Zu erledigende Aufgabe:
Bearbeite den Textauszug unten: Gib ihn ab der Stelle mit "Strache hat mehrere" wieder und höre nach "Kandidatin sein könnte." auf, wobei du "Frühjahr" durch "Herbst" ersetzt.

Textauszug:
──────────────────────────────
Strache gestand zu, dass eine lückenlose Schließung der Grenzen nicht möglich sei. Möglich wäre es aber, Flüchtlingsströme zu erkennen und rechtzeitig zu reagieren.

Das von der Regierung beschlossene "Asyl auf Zeit" ist für Strache "absurd". Das sei "ein aufrechtes Gesetz", das derzeit nur nicht gelebt werde. Asyl bestehe immer nur auf Zeit, die Regierung versuche damit die Bevölkerung zu täuschen. Wichtig wäre nach Ansicht des FPÖ-Obmannes aber ein Signal, "es geht nicht mehr, wir können euch nicht alle aufnehmen". Das von Deutschland und Österreich ausgesendete Signal, mit dem die Menschen eingeladen worden seien, müsse abgeändert werden.

Bundespräsident: Auch Hofer vorstellbar

Strache hat mehrere Namen als mögliche Kandidaten für die Bundespräsidenten-Wahl im kommenden Frühjahr genannt. Möglich wäre es etwa, dass die FPÖ die frühere OGH-Präsidentin Irmgard Griss als unabhängige Kandidatin unterstützt. Auch der aus der FPÖ stammende Rechnungshofpräsident Josef Moser wäre "interessant".

Ausdrücklich nannte Strache aber auch den Dritten Nationalratspräsidenten Norbert Hofer, der als Parteikandidat ins Rennen gehen könnte. Auf Nachfrage bestätigte der FPÖ-Chef auch, dass die vor der Wien-Wahl aus der ÖVP übergetretene Ursula Stenzel eine mögliche Kandidatin sein könnte.
──────────────────────────────
Vorliegende Zeilen:
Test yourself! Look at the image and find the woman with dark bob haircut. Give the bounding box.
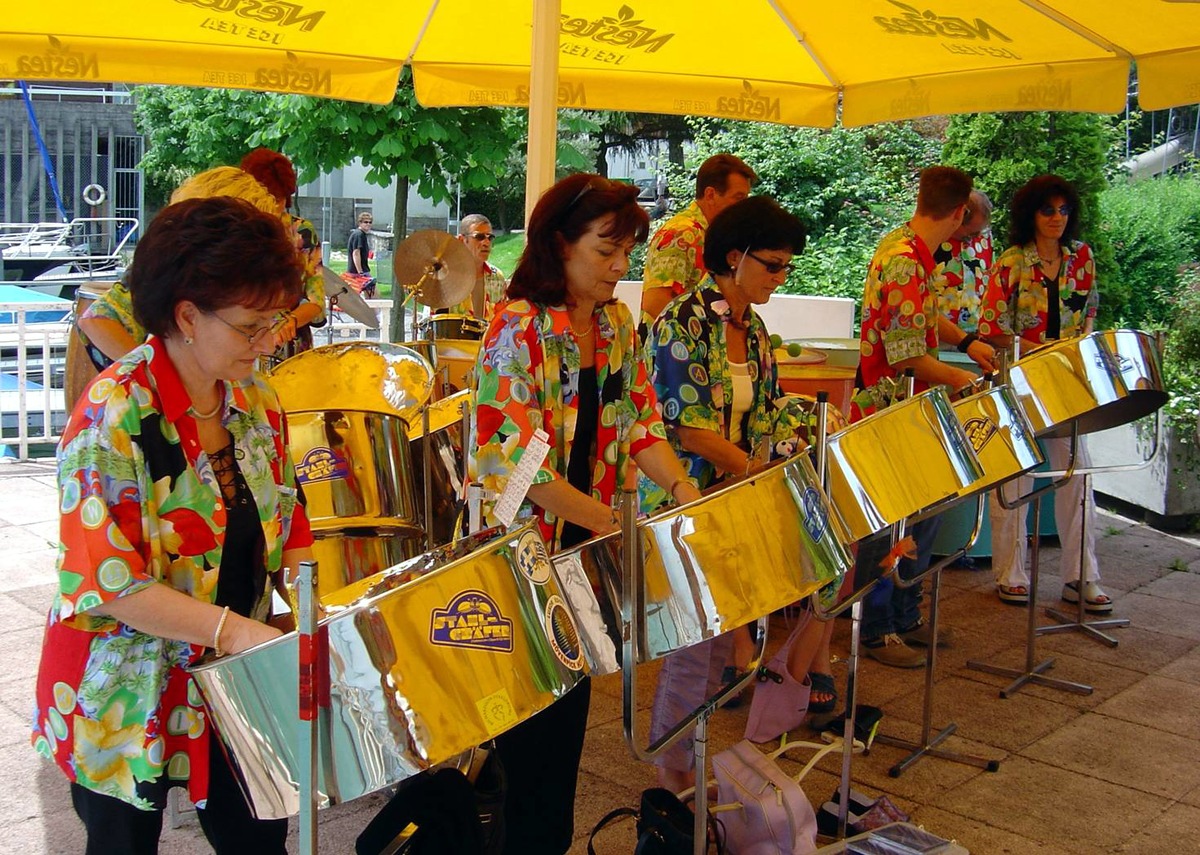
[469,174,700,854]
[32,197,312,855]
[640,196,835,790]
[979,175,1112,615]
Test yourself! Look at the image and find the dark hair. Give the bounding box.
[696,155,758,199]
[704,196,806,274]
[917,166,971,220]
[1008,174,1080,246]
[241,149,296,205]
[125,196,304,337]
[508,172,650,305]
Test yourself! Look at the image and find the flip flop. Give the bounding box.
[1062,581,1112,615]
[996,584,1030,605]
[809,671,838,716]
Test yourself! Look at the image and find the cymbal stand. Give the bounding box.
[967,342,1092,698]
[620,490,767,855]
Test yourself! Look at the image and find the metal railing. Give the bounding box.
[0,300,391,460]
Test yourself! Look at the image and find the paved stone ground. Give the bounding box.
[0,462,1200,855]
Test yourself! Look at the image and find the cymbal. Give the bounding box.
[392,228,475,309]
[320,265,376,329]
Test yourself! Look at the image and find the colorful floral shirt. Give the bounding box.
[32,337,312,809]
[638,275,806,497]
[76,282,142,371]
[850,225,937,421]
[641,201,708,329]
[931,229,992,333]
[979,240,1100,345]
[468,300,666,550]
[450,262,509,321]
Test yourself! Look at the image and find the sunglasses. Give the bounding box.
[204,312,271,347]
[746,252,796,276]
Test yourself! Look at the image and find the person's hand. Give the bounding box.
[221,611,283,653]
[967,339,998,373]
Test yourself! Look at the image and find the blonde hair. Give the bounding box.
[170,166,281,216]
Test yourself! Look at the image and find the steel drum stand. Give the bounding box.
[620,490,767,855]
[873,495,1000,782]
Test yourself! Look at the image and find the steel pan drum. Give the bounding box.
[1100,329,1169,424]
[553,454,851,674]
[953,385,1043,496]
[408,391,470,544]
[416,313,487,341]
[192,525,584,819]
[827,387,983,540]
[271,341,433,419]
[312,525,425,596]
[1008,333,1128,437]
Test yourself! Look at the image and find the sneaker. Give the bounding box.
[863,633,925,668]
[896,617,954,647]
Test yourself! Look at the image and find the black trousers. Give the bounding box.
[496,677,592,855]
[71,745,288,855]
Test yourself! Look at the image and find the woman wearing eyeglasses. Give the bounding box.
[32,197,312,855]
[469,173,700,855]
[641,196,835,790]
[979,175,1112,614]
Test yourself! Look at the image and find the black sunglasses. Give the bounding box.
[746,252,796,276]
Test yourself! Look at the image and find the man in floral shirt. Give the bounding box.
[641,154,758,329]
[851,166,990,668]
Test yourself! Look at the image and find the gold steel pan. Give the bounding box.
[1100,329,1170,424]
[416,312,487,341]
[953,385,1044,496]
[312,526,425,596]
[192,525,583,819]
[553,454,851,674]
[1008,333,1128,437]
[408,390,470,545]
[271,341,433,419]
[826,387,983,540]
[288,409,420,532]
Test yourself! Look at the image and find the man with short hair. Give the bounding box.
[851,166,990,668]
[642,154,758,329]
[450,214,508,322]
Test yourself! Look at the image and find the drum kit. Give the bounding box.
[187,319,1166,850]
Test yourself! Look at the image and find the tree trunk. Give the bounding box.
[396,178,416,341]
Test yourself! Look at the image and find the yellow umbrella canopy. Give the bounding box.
──────────────────────────────
Ergebnis:
Strache hat mehrere Namen als mögliche Kandidaten für die Bundespräsidenten-Wahl im kommenden Herbst genannt. Möglich wäre es etwa, dass die FPÖ die frühere OGH-Präsidentin Irmgard Griss als unabhängige Kandidatin unterstützt. Auch der aus der FPÖ stammende Rechnungshofpräsident Josef Moser wäre "interessant".

Ausdrücklich nannte Strache aber auch den Dritten Nationalratspräsidenten Norbert Hofer, der als Parteikandidat ins Rennen gehen könnte. Auf Nachfrage bestätigte der FPÖ-Chef auch, dass die vor der Wien-Wahl aus der ÖVP übergetretene Ursula Stenzel eine mögliche Kandidatin sein könnte.